--- SUPPLIED PASSAGE ---

Theresa, I wish I could go to church with you. Church is very emotional for me. It's a combination of sadness and a feeling that I am close to my mom there. I cry a lot at church. Not out loud, but I try to sit in the back now. I don't know if people would understand. I think there is a lot of, "He lost his mom three years ago." I don't think many people can understand why time doesn't matter. I have not come very far in my journey.

Comment by Avi on November 12, 2018 at 5:54am

know that one day we shall meet again.

These lines motivate me to live. Thanks Theressa. Just install Skype app in your mobile if you use smart phone and then add me as a contact. Rest is very simple. 

Comment by Theresa on November 12, 2018 at 5:52am

Avi I think you are doing great, better than I was at the point you are at, but you have a new child that helps you put your attention on.  You seem to be very kind, I don't know how to skype if I did I would lol

Brett, yes I am going through the exact same feelings you are at this time my friend, I wish we lived closer we could go to church together, it would be nice to have someone to do that with.

Virginia, we never know what people say behind closed doors, I would not write her off as a friend, just know that she is not who you thought she was.  Avi is right thats funny she lied on top of lies, and you knew the truth, as the Doors said "People are Strange" I don't know if anyone even knows who the Doors are, but Brett and myself, lol.  

Let everyone of us today say a prayer for each other that we may find peace in the rest of our lives without the most important person by our side and know that one day we shall meet again.

Comment by Avi on November 12, 2018 at 1:38am

Yes Brett rightly said, people around us will not understand the grief or guilt.

--- WORKING DATA ---

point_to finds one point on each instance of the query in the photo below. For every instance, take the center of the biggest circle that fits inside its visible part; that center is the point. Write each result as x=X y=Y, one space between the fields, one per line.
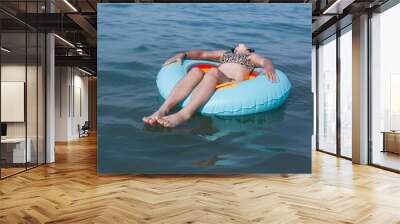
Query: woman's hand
x=177 y=58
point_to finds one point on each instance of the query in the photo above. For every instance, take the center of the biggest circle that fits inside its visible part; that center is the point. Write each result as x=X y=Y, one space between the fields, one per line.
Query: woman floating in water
x=235 y=66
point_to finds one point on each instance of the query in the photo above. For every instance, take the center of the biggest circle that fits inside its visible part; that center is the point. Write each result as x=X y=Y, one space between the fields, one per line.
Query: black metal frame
x=44 y=79
x=389 y=4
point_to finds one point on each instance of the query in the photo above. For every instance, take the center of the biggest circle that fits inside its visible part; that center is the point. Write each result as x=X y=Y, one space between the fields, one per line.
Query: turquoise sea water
x=135 y=39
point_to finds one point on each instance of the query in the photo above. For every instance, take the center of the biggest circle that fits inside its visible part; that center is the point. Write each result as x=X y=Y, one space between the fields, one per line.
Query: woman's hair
x=251 y=50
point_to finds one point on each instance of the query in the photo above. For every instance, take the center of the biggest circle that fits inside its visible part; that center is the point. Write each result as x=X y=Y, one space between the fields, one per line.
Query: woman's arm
x=266 y=64
x=196 y=54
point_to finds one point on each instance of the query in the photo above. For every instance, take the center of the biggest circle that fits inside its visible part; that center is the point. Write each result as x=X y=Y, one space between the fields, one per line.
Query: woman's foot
x=152 y=119
x=173 y=120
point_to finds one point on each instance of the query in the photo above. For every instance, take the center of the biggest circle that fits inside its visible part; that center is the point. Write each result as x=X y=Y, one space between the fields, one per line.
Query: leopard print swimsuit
x=229 y=57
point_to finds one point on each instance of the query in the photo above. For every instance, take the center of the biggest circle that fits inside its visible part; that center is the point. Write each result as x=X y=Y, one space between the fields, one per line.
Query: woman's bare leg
x=199 y=97
x=181 y=90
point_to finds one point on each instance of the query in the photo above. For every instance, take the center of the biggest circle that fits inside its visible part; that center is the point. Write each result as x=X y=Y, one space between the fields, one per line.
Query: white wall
x=70 y=83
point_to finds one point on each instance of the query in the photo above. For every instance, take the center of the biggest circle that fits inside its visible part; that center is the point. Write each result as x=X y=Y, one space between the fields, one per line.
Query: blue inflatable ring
x=255 y=95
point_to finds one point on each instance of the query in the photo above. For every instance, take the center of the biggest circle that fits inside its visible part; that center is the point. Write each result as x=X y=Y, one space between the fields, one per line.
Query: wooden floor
x=70 y=191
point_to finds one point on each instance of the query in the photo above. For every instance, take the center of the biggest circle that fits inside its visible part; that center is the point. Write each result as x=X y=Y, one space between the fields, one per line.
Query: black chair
x=84 y=130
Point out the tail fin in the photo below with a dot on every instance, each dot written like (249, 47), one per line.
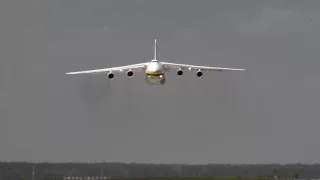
(155, 49)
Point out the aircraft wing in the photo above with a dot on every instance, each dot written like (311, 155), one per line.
(134, 67)
(169, 66)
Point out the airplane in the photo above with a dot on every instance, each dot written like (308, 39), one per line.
(155, 70)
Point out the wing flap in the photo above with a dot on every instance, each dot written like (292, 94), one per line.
(194, 67)
(134, 67)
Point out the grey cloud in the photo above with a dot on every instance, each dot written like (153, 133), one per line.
(268, 114)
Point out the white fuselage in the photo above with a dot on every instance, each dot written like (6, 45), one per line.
(155, 73)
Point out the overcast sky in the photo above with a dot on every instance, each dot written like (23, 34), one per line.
(267, 114)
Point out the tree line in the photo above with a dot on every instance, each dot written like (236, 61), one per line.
(23, 170)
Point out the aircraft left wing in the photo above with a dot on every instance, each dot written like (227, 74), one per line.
(169, 66)
(133, 67)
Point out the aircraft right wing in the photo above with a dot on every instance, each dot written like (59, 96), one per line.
(134, 67)
(170, 66)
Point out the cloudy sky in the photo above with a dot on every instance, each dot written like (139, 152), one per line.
(268, 114)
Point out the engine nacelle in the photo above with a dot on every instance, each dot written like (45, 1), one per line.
(199, 74)
(130, 73)
(110, 75)
(180, 72)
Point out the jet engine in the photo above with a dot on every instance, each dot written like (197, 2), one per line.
(199, 74)
(110, 75)
(180, 72)
(129, 73)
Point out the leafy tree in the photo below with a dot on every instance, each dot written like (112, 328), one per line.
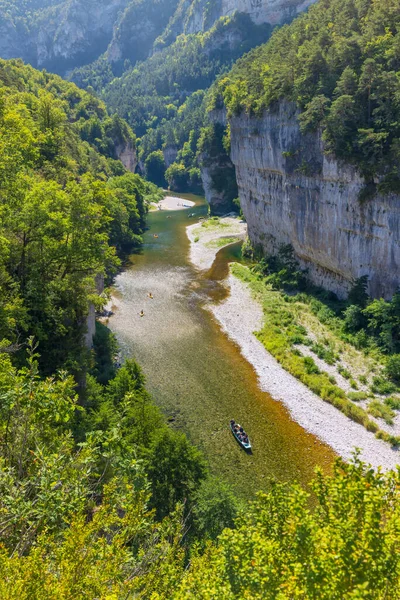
(155, 168)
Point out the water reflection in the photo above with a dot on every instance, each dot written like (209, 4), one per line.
(195, 373)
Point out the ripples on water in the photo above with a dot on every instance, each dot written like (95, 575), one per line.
(194, 372)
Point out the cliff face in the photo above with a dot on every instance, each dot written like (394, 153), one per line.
(292, 193)
(73, 33)
(267, 11)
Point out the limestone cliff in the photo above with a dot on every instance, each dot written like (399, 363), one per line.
(267, 11)
(193, 16)
(126, 153)
(291, 192)
(62, 35)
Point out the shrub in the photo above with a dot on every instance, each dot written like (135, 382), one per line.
(357, 396)
(382, 386)
(381, 411)
(310, 366)
(393, 403)
(392, 369)
(344, 372)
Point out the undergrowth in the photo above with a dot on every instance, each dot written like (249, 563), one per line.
(281, 332)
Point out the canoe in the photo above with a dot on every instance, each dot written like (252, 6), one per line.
(245, 446)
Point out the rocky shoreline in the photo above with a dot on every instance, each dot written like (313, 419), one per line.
(240, 316)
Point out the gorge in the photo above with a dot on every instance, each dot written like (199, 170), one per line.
(137, 323)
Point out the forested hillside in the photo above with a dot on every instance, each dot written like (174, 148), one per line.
(162, 98)
(99, 497)
(68, 208)
(340, 63)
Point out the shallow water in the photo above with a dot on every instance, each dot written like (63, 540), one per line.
(195, 373)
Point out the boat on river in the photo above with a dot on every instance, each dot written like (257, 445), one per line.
(240, 436)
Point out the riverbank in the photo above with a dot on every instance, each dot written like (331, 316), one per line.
(172, 203)
(208, 237)
(240, 316)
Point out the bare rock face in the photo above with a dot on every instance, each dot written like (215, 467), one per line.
(267, 11)
(75, 32)
(292, 193)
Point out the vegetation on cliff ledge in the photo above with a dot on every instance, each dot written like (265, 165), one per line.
(68, 208)
(340, 63)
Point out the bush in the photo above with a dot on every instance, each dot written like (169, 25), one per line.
(393, 403)
(357, 396)
(393, 368)
(344, 372)
(381, 411)
(310, 366)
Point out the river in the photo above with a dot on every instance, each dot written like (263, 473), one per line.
(195, 373)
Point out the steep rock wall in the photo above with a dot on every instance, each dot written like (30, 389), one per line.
(267, 11)
(292, 193)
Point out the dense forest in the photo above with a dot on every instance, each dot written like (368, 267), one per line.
(339, 62)
(162, 98)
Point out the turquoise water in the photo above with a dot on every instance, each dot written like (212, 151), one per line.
(195, 373)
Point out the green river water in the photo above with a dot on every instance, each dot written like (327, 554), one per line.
(194, 372)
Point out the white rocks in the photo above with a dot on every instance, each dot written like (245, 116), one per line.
(266, 11)
(318, 212)
(240, 316)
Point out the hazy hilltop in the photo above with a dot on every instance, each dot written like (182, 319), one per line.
(63, 35)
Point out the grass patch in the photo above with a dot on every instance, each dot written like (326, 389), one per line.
(381, 411)
(383, 386)
(357, 396)
(393, 403)
(282, 327)
(214, 223)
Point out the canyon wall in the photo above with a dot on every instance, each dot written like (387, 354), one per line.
(291, 192)
(267, 11)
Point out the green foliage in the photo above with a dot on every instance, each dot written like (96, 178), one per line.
(339, 63)
(155, 168)
(382, 411)
(281, 330)
(68, 209)
(175, 469)
(215, 508)
(357, 396)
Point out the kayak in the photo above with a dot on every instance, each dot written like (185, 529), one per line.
(245, 446)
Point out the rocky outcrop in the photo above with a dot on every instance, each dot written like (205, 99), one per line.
(217, 170)
(73, 33)
(267, 11)
(291, 192)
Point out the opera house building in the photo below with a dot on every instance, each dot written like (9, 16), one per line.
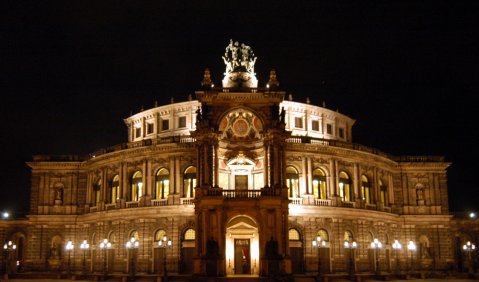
(237, 180)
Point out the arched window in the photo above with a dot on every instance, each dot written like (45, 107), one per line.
(189, 182)
(292, 182)
(115, 189)
(345, 187)
(134, 234)
(294, 234)
(189, 234)
(57, 193)
(365, 190)
(136, 191)
(383, 193)
(323, 234)
(319, 184)
(97, 191)
(348, 236)
(162, 184)
(159, 234)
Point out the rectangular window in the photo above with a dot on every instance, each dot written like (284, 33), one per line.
(298, 122)
(181, 122)
(329, 128)
(149, 128)
(165, 124)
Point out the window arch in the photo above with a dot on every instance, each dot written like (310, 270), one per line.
(162, 184)
(319, 184)
(323, 234)
(365, 189)
(344, 187)
(136, 191)
(293, 234)
(159, 234)
(190, 234)
(292, 182)
(348, 236)
(57, 190)
(189, 182)
(114, 189)
(134, 234)
(97, 192)
(383, 193)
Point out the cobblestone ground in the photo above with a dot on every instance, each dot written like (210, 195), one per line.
(139, 280)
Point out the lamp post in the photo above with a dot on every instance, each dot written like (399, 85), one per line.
(319, 243)
(351, 246)
(84, 246)
(9, 247)
(376, 245)
(69, 248)
(104, 245)
(396, 247)
(131, 245)
(165, 243)
(411, 247)
(469, 248)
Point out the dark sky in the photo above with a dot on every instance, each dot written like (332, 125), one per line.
(405, 70)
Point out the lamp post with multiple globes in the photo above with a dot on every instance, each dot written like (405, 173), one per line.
(131, 246)
(104, 246)
(396, 247)
(165, 243)
(351, 246)
(319, 243)
(469, 248)
(9, 248)
(84, 246)
(69, 248)
(376, 245)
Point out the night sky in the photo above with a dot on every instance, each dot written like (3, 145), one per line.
(407, 71)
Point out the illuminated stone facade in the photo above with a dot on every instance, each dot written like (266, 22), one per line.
(242, 180)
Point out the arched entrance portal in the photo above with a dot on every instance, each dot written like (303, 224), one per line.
(242, 246)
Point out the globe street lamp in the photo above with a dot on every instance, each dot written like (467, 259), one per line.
(69, 248)
(8, 247)
(411, 247)
(132, 245)
(84, 246)
(165, 243)
(396, 247)
(376, 245)
(104, 245)
(319, 243)
(351, 246)
(469, 248)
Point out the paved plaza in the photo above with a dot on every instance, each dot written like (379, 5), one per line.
(139, 280)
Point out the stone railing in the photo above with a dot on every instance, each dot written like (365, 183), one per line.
(187, 201)
(144, 143)
(110, 206)
(322, 202)
(159, 202)
(132, 204)
(241, 194)
(296, 201)
(362, 148)
(348, 204)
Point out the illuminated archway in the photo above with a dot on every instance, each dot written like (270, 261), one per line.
(242, 246)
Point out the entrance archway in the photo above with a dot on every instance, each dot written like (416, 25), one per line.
(242, 246)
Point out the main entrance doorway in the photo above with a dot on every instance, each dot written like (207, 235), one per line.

---

◆ GIVEN INSTRUCTION 1
Can you reproduce the forum comments on grief in full, word for word?
◆ GIVEN INSTRUCTION 2
Which lines in the listing contain the word "arched"? Copy out each of those lines in full.

◆ EXERCISE ANSWER 1
Theresa, I wish I could go to church with you. Church is very emotional for me. It's a combination of sadness and a feeling that I am close to my mom there. I cry a lot at church. Not out loud, but I try to sit in the back now. I don't know if people would understand. I think there is a lot of, "He lost his mom three years ago." I don't think many people can understand why time doesn't matter. I have not come very far in my journey.

Comment by Avi on November 12, 2018 at 5:54am

know that one day we shall meet again.

These lines motivate me to live. Thanks Theressa. Just install Skype app in your mobile if you use smart phone and then add me as a contact. Rest is very simple. 

Comment by Theresa on November 12, 2018 at 5:52am

Avi I think you are doing great, better than I was at the point you are at, but you have a new child that helps you put your attention on.  You seem to be very kind, I don't know how to skype if I did I would lol

Brett, yes I am going through the exact same feelings you are at this time my friend, I wish we lived closer we could go to church together, it would be nice to have someone to do that with.

Virginia, we never know what people say behind closed doors, I would not write her off as a friend, just know that she is not who you thought she was.  Avi is right thats funny she lied on top of lies, and you knew the truth, as the Doors said "People are Strange" I don't know if anyone even knows who the Doors are, but Brett and myself, lol.  

Let everyone of us today say a prayer for each other that we may find peace in the rest of our lives without the most important person by our side and know that one day we shall meet again.

Comment by Avi on November 12, 2018 at 1:38am

Yes Brett rightly said, people around us will not understand the grief or guilt.

◆ EXERCISE ANSWER 2
Point out the arched window in the photo above with a dot on every instance, each dot written like (45, 107), one per line.
Point out the arched entrance portal in the photo above with a dot on every instance, each dot written like (303, 224), one per line.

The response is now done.